Monday March 12, 2007
Robert goes to Carnival Center for Swan Lake and has some interesting analysis of ticket prices and comparative value. He concludes that even the worst seats in the house are pretty good, and the prices are reasonable. See my Carnival Center review for more, including a photo from the opera house’s worst seat (about 2/3 of the way down the page). The legroom issue is interesting, since of course each additional inch of legroom means you sit further away depending on how many rows are in front of you.
Wednesday March 7, 2007
Fluxus Eve was lots of fun. Clockwise from top right: George Brecht, Motor Vehicle Sundown Event (for John Cage), Larry Miller, Remote Music (for Keyboard), fire piece (not sure of title), and Alison Knowles, Onion Skin Song. Most of these pieces are around 50 years old, and Knowles and Miller were on hand to perform their compositions and add some character (not to mention gravitas) to the performance — both were great. Note that they have these corridors that run through the Carnival Center that are wide enough to drive a car through — and they did!! Also, the highlight of the evening was when Knowles took off one of her shoes, explained where she got it and why she liked it, and invited audience members to share about their shoes. Tigertail’s Mary Luft: “These are Birkenstocks. I’ve never liked Birkenstocks, and I only bought these because they match my silver toenail polish.” Yeah!
┄┄┄┄┄┄┄┄┄┄
_What is asked_
#1 Switch "Swan Lake" to "The Nutcracker" and write out the Carnival Center posts from "Monday March 12, 2007" to "front of you.".
#2 Answer these questions using the Carnival Center posts.
(a) Which performance did Robert attend at Carnival Center?
(b) Which composition by Alison Knowles is named among the Fluxus Eve pieces?
(c) Why did Mary Luft buy her Birkenstocks?
The records were taken from a separate source.

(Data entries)
┄┄┄┄┄┄┄┄┄┄
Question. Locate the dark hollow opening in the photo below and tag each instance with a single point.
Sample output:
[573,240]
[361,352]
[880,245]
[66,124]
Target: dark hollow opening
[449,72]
┄┄┄┄┄┄┄┄┄┄
_Answer set_
#1
Monday March 12, 2007
Robert goes to Carnival Center for The Nutcracker and has some interesting analysis of ticket prices and comparative value. He concludes that even the worst seats in the house are pretty good, and the prices are reasonable. See my Carnival Center review for more, including a photo from the opera house’s worst seat (about 2/3 of the way down the page). The legroom issue is interesting, since of course each additional inch of legroom means you sit further away depending on how many rows are in front of you.

#2
(a) Swan Lake
(b) Onion Skin Song
(c) They match her silver toenail polish.